## DATA EXTRACTS:
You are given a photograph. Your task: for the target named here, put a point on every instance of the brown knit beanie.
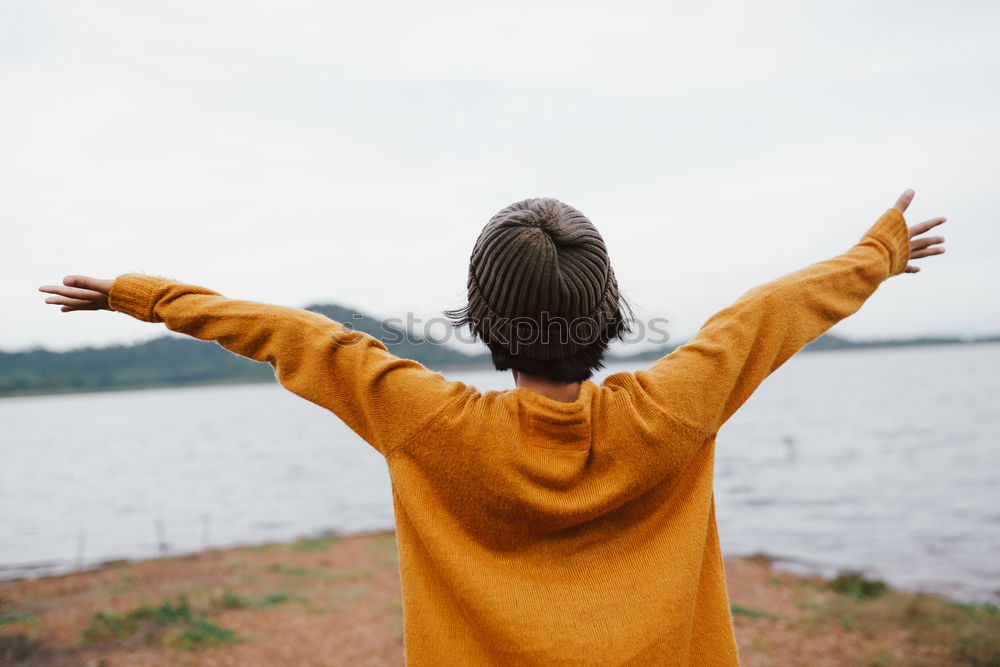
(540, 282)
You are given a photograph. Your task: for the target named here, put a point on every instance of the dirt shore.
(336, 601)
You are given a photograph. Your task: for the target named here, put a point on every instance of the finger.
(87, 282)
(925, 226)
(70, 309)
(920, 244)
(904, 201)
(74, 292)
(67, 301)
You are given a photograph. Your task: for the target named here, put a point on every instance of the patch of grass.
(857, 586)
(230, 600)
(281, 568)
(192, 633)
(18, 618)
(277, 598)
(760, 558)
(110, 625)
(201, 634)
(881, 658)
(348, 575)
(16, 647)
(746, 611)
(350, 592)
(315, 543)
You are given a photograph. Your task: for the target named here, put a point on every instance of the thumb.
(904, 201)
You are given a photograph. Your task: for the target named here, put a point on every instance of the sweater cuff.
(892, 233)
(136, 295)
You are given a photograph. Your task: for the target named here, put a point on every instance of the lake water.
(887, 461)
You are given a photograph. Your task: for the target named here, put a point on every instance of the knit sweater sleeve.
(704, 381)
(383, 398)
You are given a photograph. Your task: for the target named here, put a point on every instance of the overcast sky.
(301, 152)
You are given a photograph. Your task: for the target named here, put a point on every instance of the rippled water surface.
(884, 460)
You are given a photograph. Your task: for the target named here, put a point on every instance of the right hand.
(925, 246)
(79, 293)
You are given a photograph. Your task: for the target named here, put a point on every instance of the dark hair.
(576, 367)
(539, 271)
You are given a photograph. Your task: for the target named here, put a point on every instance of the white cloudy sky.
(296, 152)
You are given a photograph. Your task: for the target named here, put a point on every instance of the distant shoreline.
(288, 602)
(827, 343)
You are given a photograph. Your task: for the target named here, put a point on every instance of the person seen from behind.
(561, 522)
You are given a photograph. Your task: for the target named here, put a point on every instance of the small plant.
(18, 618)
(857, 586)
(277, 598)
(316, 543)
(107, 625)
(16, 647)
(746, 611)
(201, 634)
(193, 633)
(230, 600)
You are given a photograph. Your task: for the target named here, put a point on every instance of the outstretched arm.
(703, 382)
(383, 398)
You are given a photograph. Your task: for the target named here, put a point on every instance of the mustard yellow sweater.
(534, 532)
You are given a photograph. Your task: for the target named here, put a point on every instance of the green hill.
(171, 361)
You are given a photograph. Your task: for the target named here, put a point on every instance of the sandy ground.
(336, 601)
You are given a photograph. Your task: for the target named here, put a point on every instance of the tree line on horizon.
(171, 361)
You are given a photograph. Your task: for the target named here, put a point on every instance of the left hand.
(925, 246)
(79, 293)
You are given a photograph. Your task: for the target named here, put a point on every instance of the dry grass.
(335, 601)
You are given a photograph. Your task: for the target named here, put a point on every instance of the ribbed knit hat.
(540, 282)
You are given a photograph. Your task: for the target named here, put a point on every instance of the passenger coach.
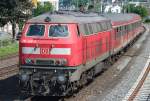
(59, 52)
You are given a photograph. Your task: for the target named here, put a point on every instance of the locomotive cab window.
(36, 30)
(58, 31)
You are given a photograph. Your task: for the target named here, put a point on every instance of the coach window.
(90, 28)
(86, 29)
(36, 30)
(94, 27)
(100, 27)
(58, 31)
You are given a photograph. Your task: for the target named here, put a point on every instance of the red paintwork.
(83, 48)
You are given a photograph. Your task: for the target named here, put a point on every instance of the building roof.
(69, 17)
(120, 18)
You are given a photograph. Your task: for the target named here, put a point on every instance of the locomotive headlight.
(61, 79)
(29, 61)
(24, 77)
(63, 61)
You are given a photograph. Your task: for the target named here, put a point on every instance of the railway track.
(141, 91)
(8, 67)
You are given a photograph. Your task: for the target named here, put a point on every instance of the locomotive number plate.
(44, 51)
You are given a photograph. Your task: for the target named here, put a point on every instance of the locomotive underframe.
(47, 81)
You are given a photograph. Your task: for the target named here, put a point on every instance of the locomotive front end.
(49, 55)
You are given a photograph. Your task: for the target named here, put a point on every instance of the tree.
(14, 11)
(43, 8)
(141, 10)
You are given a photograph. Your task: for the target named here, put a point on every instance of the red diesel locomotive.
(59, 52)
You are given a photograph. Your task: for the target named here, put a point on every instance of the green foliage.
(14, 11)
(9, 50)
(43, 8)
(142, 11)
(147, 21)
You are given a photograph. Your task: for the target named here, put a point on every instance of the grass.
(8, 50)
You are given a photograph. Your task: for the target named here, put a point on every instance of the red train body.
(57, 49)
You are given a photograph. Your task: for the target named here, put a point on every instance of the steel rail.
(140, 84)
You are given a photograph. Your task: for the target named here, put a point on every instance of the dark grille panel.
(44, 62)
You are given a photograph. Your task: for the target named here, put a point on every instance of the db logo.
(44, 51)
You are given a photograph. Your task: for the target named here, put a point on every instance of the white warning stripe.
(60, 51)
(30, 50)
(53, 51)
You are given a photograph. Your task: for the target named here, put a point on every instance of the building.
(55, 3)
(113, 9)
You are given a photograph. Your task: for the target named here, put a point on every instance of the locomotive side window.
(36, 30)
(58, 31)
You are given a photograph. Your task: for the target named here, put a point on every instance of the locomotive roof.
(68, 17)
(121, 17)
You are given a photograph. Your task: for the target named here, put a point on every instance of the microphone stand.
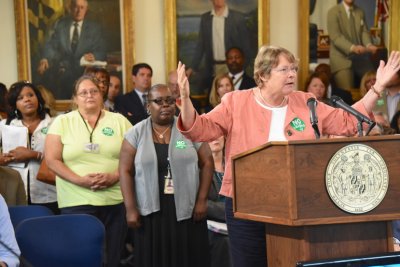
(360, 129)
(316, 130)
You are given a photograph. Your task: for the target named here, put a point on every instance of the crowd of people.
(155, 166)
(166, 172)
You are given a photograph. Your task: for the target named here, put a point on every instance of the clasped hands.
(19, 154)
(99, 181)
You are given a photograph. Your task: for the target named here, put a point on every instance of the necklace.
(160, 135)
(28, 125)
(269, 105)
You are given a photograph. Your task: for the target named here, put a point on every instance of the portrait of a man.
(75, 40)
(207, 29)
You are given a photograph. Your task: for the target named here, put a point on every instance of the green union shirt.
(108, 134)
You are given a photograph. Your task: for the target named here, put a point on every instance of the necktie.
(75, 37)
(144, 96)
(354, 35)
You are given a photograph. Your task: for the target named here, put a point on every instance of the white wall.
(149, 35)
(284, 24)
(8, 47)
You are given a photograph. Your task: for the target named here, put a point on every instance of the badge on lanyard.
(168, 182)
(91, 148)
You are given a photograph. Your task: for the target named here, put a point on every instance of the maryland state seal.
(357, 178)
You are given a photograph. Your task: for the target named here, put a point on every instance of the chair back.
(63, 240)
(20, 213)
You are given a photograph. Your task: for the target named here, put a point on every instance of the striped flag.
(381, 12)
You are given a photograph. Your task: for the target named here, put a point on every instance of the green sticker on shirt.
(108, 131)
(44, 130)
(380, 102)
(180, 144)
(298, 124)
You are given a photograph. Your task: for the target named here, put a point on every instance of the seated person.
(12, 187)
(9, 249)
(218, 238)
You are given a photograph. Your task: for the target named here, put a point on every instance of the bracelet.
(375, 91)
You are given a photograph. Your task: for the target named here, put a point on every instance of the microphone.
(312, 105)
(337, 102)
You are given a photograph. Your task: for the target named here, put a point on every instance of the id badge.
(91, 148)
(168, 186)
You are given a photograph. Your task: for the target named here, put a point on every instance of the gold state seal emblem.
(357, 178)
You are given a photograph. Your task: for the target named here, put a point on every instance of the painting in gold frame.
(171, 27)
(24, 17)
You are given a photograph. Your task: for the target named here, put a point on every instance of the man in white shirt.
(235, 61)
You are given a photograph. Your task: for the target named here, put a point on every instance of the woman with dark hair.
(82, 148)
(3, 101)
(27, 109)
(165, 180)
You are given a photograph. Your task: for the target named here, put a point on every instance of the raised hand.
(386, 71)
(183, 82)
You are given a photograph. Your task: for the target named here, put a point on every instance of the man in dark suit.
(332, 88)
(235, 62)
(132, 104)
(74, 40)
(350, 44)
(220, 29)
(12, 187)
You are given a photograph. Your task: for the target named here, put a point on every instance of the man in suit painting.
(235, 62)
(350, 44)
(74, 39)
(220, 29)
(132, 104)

## WORK INSTRUCTIONS:
Only the lines from the one containing "in white shirt." to the end of the records should be repeated, exactly as they appear.

## TASK ANSWER:
You are given a photograph. Your task: for the target named here, put a point on every instance of the man in white shirt.
(235, 61)
You are given a photograph. Your task: for the target named here, put a point on every instance of the woman with dark hair.
(82, 148)
(3, 101)
(27, 109)
(165, 180)
You are given a photograph. Your task: for the target named here, put a point on every instance of the raised hand.
(386, 71)
(183, 82)
You are given a photograph. Your task: for the target named here, put a point on every instance of the man in dark suit.
(332, 88)
(235, 62)
(132, 104)
(74, 40)
(350, 44)
(220, 29)
(12, 187)
You are given a photograph. Your task: for the target named here, put a point on every instance of the man in suit painting.
(235, 62)
(350, 44)
(74, 39)
(220, 29)
(132, 104)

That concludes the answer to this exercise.